#### [Input for this task]
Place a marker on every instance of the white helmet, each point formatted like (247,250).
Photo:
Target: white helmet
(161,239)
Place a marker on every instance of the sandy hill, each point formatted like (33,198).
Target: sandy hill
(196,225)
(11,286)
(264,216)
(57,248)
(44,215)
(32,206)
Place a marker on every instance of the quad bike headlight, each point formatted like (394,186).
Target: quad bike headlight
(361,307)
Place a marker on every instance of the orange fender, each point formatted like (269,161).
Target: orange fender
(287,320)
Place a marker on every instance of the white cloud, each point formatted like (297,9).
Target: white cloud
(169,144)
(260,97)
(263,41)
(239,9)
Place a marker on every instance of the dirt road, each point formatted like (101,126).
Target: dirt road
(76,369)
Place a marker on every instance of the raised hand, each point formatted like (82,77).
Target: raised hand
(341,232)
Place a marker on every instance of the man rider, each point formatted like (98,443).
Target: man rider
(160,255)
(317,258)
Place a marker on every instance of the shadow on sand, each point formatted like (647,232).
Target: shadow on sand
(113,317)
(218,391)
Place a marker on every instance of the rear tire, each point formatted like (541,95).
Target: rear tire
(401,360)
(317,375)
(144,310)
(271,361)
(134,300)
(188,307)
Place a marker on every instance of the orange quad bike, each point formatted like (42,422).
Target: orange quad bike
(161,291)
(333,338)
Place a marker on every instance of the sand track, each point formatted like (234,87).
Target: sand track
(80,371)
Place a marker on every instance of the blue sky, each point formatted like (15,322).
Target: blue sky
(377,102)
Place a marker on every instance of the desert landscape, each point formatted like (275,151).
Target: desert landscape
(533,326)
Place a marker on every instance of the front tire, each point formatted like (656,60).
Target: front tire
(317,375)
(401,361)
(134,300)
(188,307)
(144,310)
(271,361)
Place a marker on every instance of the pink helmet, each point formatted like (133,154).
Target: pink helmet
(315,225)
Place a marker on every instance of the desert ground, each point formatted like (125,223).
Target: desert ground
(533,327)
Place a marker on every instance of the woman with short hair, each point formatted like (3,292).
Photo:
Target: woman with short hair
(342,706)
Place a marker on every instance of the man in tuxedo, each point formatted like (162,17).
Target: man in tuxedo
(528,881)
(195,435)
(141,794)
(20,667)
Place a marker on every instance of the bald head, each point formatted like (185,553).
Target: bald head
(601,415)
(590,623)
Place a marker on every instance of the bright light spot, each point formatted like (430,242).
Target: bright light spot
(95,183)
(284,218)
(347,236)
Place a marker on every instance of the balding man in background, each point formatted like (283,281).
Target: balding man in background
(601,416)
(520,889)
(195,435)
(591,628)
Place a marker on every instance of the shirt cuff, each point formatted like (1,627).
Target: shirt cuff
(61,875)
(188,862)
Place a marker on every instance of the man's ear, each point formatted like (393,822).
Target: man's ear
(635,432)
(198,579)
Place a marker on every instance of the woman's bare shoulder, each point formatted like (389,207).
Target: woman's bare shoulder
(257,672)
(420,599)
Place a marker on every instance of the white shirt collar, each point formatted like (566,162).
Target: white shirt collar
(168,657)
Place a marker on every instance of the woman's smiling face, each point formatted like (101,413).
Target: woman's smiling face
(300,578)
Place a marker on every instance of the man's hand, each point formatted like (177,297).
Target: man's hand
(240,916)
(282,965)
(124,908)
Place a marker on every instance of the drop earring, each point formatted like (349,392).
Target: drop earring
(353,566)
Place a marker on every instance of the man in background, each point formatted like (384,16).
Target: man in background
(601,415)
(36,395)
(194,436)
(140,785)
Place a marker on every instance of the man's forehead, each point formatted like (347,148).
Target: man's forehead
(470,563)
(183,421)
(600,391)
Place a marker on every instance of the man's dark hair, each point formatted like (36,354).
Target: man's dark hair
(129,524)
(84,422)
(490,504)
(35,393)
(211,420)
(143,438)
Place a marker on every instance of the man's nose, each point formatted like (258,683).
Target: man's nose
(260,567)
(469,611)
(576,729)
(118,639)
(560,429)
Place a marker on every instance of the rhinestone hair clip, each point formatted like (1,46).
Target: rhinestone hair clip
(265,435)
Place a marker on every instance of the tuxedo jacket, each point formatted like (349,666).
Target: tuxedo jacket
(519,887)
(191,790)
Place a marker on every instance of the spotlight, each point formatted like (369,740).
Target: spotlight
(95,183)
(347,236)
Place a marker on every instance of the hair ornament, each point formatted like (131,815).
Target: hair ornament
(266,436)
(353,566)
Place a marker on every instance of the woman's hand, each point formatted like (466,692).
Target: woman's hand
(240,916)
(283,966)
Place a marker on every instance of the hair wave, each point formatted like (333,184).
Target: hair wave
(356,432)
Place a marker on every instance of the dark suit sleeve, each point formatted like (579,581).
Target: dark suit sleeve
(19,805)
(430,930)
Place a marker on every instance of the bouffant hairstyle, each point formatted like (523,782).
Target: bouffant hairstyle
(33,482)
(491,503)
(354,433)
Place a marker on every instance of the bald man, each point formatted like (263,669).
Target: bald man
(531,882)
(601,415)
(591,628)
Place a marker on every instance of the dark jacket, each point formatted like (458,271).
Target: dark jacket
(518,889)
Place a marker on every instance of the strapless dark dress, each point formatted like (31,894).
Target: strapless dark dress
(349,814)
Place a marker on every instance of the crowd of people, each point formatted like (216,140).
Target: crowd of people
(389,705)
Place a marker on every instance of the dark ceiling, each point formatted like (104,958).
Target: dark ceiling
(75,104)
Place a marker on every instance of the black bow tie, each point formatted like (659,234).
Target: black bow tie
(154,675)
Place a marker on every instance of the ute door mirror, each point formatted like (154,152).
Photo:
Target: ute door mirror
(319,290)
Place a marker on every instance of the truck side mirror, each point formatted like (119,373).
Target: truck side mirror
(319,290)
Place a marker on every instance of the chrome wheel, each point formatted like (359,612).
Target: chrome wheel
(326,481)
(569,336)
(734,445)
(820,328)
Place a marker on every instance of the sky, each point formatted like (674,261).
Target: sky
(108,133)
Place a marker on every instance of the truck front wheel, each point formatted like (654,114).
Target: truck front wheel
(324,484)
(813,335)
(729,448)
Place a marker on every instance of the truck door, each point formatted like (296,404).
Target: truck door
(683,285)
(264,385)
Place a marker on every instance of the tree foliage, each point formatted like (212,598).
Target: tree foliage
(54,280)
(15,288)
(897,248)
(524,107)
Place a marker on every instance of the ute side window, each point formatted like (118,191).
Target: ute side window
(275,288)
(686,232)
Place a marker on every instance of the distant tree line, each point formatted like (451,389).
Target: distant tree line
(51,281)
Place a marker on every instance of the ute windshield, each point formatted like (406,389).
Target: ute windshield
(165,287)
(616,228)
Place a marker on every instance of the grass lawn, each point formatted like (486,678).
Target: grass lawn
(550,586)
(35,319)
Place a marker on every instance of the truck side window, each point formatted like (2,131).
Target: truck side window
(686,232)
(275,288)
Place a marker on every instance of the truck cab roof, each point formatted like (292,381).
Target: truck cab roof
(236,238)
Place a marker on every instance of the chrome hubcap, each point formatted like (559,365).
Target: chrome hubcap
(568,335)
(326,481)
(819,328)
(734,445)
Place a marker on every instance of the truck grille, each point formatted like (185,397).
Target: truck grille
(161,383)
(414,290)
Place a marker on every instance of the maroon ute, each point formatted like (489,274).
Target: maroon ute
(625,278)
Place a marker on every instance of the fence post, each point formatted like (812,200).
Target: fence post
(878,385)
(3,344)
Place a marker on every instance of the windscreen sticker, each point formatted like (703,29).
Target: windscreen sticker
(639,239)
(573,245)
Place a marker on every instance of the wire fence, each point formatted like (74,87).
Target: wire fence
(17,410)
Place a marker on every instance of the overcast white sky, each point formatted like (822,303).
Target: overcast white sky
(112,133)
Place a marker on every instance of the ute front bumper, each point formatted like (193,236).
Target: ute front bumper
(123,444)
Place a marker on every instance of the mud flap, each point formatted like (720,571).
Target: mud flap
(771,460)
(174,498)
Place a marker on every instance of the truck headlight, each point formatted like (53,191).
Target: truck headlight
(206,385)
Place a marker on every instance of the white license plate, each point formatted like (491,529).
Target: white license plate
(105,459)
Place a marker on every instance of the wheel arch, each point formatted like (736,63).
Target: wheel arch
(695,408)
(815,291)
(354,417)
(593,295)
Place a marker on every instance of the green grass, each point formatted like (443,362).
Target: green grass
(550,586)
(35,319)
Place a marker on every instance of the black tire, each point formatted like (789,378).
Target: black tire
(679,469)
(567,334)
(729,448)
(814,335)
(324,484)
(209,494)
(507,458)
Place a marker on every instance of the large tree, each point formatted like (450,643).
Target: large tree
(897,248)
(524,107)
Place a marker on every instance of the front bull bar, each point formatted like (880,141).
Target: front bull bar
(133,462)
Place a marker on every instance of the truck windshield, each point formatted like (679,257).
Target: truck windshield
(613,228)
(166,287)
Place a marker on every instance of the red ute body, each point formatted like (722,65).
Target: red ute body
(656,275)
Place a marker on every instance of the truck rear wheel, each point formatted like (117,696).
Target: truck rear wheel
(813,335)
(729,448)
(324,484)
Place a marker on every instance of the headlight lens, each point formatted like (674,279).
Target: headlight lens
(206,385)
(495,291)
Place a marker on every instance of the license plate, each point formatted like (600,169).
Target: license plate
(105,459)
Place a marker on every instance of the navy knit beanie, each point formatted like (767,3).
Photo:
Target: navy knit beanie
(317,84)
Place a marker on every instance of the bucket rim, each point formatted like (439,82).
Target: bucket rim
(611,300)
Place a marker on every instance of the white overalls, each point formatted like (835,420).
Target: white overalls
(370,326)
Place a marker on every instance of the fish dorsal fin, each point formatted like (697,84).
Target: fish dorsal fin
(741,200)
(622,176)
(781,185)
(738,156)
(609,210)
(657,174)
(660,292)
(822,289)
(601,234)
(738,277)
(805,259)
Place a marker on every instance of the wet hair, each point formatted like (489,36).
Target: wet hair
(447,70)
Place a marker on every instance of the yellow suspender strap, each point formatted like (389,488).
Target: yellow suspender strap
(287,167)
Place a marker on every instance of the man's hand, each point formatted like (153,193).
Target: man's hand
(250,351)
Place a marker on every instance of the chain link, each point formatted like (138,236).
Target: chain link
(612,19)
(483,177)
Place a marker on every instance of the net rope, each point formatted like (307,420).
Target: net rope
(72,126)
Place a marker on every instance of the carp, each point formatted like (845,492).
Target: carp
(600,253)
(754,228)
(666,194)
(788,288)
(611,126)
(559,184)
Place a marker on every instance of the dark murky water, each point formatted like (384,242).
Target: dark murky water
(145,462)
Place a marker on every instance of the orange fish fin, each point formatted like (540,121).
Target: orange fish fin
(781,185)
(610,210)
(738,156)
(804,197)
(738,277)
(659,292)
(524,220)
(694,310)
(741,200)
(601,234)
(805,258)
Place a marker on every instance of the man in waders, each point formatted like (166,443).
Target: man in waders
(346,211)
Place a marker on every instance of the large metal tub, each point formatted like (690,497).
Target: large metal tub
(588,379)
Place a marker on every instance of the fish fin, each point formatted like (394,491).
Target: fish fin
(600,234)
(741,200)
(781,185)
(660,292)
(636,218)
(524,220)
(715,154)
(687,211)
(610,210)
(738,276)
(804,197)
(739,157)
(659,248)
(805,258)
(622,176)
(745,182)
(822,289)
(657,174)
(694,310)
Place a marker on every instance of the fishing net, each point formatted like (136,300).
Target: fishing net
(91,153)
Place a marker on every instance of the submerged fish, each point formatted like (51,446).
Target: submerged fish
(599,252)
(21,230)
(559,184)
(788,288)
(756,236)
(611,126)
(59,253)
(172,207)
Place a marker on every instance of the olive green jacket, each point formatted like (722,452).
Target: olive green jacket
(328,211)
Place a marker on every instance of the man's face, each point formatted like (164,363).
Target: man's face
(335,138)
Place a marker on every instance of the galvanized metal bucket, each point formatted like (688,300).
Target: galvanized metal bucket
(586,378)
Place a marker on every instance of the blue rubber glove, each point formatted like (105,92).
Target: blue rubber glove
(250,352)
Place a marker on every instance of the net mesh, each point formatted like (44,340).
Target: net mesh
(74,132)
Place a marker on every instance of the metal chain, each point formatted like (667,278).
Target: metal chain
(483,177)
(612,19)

#### [Directions]
In the records above, return only the line that contains "Place a marker on every instance of the fish fin, each" and every line after it through the last, exactly as they appear.

#### [Solved problem]
Place a marker on every instance of the fish fin, each point formatted like (394,491).
Target: fish fin
(600,234)
(741,200)
(781,185)
(660,292)
(636,218)
(524,220)
(715,154)
(687,211)
(610,210)
(738,276)
(804,197)
(739,157)
(659,248)
(805,258)
(622,176)
(745,182)
(822,289)
(657,174)
(694,310)
Place a marker on every instance of the fishing net, each point formatted like (136,300).
Target: fishing net
(91,153)
Place a marker on every instance of the submerged fish, each point formatted like (51,446).
Target: submerged fish
(599,252)
(21,230)
(559,184)
(788,288)
(756,236)
(611,126)
(59,253)
(172,207)
Place a marker on every instance of the olive green jacket, each point formatted like (722,452).
Target: olive green jacket
(328,211)
Place a marker on every instance of the man's face, each point formatted like (164,363).
Target: man's face
(335,138)
Place a marker on every instance of the galvanized metal bucket, each point formatted like (688,300).
Target: galvanized metal bucket
(586,378)
Place a marker on every instance of the blue rubber glove, each point formatted like (105,92).
Target: blue rubber glove
(250,352)
Place a marker on every instance of the net mesh, each point formatted like (44,340).
Target: net mesh
(74,132)
Place a marker on every instance of the metal chain, each point formatted like (667,278).
Target: metal chain
(483,177)
(612,19)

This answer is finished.